Material provided section start

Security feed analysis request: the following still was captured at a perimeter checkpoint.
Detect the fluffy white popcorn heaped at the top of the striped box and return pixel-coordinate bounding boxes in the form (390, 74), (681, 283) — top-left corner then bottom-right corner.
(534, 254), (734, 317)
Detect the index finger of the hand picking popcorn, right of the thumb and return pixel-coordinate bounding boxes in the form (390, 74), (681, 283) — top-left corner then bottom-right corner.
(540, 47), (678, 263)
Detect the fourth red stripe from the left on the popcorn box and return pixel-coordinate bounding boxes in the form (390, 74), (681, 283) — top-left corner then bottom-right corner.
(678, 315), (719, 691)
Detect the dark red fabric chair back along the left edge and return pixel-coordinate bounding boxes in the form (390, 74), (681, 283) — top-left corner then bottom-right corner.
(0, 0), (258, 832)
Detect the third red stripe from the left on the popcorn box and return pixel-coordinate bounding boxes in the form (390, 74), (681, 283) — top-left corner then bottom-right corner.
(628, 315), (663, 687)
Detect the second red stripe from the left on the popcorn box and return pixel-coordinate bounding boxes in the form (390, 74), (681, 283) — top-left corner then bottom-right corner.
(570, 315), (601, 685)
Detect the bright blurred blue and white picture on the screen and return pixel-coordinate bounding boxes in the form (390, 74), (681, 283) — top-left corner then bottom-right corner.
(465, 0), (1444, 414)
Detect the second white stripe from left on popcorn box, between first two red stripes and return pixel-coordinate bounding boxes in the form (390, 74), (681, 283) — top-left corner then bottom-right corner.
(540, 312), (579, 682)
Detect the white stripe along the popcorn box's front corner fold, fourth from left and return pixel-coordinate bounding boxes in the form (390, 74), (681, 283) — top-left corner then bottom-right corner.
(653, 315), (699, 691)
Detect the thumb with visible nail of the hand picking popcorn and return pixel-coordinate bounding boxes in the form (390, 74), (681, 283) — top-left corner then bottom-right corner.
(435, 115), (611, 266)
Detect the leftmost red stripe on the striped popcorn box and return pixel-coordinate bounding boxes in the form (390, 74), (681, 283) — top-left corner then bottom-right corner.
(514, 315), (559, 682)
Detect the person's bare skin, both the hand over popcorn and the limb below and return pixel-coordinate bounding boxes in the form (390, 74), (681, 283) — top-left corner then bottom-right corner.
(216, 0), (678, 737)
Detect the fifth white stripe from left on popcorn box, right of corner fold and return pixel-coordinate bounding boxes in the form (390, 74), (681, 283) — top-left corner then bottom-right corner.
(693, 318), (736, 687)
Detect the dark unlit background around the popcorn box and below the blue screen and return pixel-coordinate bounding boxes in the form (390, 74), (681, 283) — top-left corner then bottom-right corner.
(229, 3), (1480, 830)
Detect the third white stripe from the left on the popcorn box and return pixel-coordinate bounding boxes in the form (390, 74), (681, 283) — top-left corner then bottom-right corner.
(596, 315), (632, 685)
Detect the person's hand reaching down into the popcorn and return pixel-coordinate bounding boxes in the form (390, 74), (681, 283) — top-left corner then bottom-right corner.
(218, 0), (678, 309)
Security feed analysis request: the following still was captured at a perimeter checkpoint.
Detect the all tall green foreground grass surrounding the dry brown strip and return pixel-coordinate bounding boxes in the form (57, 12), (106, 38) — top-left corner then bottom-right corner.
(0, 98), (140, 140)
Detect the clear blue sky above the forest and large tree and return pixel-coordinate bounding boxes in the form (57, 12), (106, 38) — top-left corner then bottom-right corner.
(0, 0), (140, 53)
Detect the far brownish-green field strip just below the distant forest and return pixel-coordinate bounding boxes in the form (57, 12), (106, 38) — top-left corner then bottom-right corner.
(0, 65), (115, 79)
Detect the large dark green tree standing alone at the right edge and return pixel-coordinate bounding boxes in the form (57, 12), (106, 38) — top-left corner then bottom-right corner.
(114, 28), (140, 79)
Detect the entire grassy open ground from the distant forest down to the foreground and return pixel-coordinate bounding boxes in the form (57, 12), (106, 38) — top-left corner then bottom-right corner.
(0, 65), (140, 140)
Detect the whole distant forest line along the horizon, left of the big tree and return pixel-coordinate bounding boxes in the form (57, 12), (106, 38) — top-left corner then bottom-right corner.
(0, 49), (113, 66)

Material provided section end

• [Problem description] Extract every entry above as it appears.

• [Expected answer]
Security feed analysis request: the following still was captured at a perimeter checkpoint.
Detect the fluffy white popcorn heaped at the top of the striped box and return pixel-coordinate bounding boxes in the form (390, 74), (681, 283) — top-left corner then bottom-right corner.
(534, 254), (734, 317)
Detect the index finger of the hand picking popcorn, right of the thumb and return pixel-coordinate bounding boxes in the form (390, 74), (681, 283) — top-left corner then bottom-right corner.
(540, 47), (678, 263)
Detect the fourth red stripe from the left on the popcorn box and return pixel-coordinate bounding boxes in the form (390, 74), (681, 283) — top-left corner then bottom-right corner.
(678, 315), (719, 691)
Detect the dark red fabric chair back along the left edge and return pixel-coordinate bounding boxes in the form (390, 74), (681, 283) — top-left corner then bottom-right corner.
(0, 0), (258, 832)
Detect the third red stripe from the left on the popcorn box and return pixel-coordinate bounding boxes in the form (390, 74), (681, 283) — top-left corner then bottom-right corner.
(628, 315), (663, 687)
Detect the second red stripe from the left on the popcorn box and return pixel-coordinate bounding boxes in the form (390, 74), (681, 283) — top-left corner then bottom-right corner.
(570, 315), (601, 685)
Detect the bright blurred blue and white picture on the screen and return pixel-coordinate bounding boxes in the form (390, 74), (681, 283) — top-left corner then bottom-right corner.
(465, 0), (1444, 414)
Detect the second white stripe from left on popcorn box, between first two red stripes and return pixel-coordinate bounding boxes in the form (390, 74), (681, 283) — top-left corner then bottom-right corner.
(540, 312), (579, 682)
Detect the white stripe along the popcorn box's front corner fold, fourth from left and return pixel-coordinate bounding boxes in the form (390, 74), (681, 283) — top-left corner then bottom-right corner.
(653, 315), (699, 691)
Detect the thumb with visible nail of the hand picking popcorn and return pixel-coordinate bounding boxes in the form (390, 74), (681, 283) — top-left corner then bottom-right corner.
(435, 115), (611, 266)
Detect the leftmost red stripe on the striped popcorn box and return pixel-coordinate bounding boxes in the form (390, 74), (681, 283) — top-left corner then bottom-right corner.
(514, 315), (559, 682)
Detect the person's bare skin, both the hand over popcorn and the limb below and return pixel-coordinate bounding boxes in the form (390, 74), (681, 283) — top-left corner then bottom-right corner.
(216, 0), (678, 737)
Detect the fifth white stripe from left on popcorn box, right of corner fold and return pixel-coordinate bounding boxes in the form (390, 74), (681, 283) — top-left corner then bottom-right corner.
(693, 318), (736, 687)
Detect the dark unlit background around the popcorn box and below the blue screen and return pixel-coordinate bounding boxes in the form (390, 74), (681, 283) — top-left corner then bottom-right corner.
(229, 3), (1480, 830)
Detect the third white stripe from the left on the popcorn box and return pixel-coordinate bounding boxes in the form (390, 74), (681, 283) — top-left corner then bottom-right corner.
(596, 315), (632, 685)
Detect the person's hand reaching down into the popcorn and return pixel-coordinate bounding boxes in the form (390, 74), (681, 283) — top-left corner then bottom-right corner.
(218, 0), (678, 309)
Security feed analysis request: the following still was captured at a perimeter checkpoint.
Detect the all tall green foreground grass surrounding the dry brown strip and return pixel-coordinate bounding boxes in the form (57, 12), (106, 38) — top-left corner then bottom-right corner.
(0, 98), (140, 140)
Detect the clear blue sky above the forest and large tree and return pixel-coordinate bounding boxes in the form (57, 12), (106, 38) — top-left corner then bottom-right corner.
(0, 0), (140, 53)
Detect the far brownish-green field strip just below the distant forest and return pixel-coordinate bounding boxes in the form (57, 12), (106, 38) — top-left corner then bottom-right corner.
(0, 65), (115, 79)
Detect the large dark green tree standing alone at the right edge and return pixel-coordinate bounding boxes in the form (57, 12), (106, 38) — top-left corner then bottom-right corner.
(114, 28), (140, 79)
Detect the entire grassy open ground from the distant forest down to the foreground and return pixel-coordinate bounding boxes in the form (57, 12), (106, 38) — top-left corner then bottom-right corner.
(0, 65), (140, 140)
Detect the whole distant forest line along the horizon, left of the big tree and return pixel-coordinate bounding boxes in the form (57, 12), (106, 38) — top-left corner then bottom-right corner.
(0, 49), (113, 66)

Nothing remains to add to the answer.